| DOCUMENT SECTION |
--
WavebreakmediaMicro - Fotolia
Serverless computing continues to rise in popularity as IT teams seek to build more agile applications. Developers use it to focus more on code and less on the software and hardware, and they view serverless as a must for scalability and cost savings.
AWS has a robust serverless portfolio, with tools such as AWS Lambda, AWS Fargate and AWS Step Functions. In the two real-world serverless examples below, we'll look at how companies are using AWS -- and serverless architecture patterns -- to process and analyze data.
Serverless infrastructure and analytics at Equinox Media
As explored in the 2020 AWS re:Invent session "Serverless analytics at Equinox Media: Handling growth during disruption," Equinox used a data lake strategy and serverless resources to launch a new fitness platform VARIS and a stay-at-home SoulCycle bike.
Equinox built these technologies from the ground up, so it made sense to use serverless cloud technologies, said Elliott Cordo, who was VP of technology insights at Equinox Media at the time of the talk. The company decided to use Amazon Kinesis for real-time data streaming, AWS Lambda for its event-driven architecture, AWS Glue to load data, Amazon DynamoDB to house the data and Amazon Athena to analyze it.
Equinox chose serverless because of its scalability and cost. When dealing with an unknown usage pattern, serverless is more cost-effective because you don't have to guess and provision infrastructure you might not use, Cordo said. In terms of data analytics, serverless was the best fit because VARIS relies on machine learning recommendations to drive its user experience. Serverless data analytics continuously feeds the platform's recommendation APIs.
Let's dig into some of the AWS serverless architecture patterns at work in this example.
This design includes four interconnected elements: activities ingestion, data lake, activities API and recommendation API. These elements connect to each other, as well as to user devices. Cordo calls it a "data-lake-first strategy." The data lake is the sole version of truth and is built to ingest both raw and processed data, as well as accommodate multiple processing engines.
--
[Data entries]
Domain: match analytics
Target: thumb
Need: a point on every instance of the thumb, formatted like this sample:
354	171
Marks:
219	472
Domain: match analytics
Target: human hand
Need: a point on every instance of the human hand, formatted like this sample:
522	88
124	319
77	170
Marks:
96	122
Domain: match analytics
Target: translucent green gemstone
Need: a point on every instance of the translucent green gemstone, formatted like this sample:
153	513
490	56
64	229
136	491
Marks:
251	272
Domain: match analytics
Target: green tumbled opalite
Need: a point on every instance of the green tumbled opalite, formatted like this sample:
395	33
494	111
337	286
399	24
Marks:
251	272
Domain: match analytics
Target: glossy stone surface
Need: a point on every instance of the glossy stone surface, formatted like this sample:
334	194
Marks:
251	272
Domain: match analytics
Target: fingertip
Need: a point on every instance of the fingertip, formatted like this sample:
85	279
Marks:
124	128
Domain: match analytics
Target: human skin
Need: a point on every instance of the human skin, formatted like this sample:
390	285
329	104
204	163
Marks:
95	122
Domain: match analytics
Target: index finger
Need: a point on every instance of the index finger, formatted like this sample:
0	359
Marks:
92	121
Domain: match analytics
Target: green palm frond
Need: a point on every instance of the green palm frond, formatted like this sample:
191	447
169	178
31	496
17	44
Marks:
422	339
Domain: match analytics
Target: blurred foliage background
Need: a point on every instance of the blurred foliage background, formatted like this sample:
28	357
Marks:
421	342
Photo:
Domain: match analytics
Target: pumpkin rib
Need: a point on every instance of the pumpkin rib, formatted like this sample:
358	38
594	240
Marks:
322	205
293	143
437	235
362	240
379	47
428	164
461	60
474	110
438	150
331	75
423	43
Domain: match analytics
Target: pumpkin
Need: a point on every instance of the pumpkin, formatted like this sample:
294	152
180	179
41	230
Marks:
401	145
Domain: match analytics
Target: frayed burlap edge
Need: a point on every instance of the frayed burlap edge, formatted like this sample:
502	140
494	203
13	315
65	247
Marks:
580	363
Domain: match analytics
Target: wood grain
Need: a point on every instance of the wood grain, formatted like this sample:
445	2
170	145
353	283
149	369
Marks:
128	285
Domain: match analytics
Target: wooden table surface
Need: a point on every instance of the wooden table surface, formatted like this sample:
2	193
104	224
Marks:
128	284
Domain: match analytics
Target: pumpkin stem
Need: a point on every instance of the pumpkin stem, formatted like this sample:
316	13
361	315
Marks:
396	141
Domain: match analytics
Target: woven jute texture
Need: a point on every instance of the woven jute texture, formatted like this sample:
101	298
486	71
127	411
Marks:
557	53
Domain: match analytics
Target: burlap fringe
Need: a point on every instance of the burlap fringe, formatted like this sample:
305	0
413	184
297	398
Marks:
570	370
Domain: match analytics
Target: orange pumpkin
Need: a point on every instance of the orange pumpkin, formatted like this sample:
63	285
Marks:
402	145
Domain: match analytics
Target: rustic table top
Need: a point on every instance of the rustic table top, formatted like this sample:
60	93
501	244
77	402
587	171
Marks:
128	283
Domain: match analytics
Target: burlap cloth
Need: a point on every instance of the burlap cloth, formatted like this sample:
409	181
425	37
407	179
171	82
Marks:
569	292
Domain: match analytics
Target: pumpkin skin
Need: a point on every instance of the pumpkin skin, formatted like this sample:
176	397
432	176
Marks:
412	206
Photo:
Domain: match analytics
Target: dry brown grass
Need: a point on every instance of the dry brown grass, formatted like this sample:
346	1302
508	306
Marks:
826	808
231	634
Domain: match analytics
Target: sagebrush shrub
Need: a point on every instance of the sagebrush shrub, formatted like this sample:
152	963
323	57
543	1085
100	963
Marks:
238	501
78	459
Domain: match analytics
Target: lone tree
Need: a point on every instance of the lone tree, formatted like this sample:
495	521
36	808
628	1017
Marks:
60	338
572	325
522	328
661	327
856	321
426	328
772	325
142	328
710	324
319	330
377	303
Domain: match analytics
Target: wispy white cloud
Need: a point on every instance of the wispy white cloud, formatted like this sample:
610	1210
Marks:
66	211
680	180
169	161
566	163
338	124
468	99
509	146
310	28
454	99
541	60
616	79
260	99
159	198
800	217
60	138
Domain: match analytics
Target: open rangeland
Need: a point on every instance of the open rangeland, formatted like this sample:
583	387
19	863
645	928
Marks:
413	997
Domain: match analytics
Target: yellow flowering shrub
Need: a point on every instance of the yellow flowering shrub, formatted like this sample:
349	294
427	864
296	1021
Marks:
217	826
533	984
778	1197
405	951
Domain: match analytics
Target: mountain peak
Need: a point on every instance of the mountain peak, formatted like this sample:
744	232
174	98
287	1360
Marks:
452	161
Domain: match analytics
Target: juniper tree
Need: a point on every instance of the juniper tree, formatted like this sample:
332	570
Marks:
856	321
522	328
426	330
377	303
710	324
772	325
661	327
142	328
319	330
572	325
--
| EXERCISE PROMPT |
Write out verbatim the portion of the serverless computing article that begins at the words "WavebreakmediaMicro - Fotolia" and stops after the words "and cost savings.".

| FULL RESPONSE |
WavebreakmediaMicro - Fotolia
Serverless computing continues to rise in popularity as IT teams seek to build more agile applications. Developers use it to focus more on code and less on the software and hardware, and they view serverless as a must for scalability and cost savings.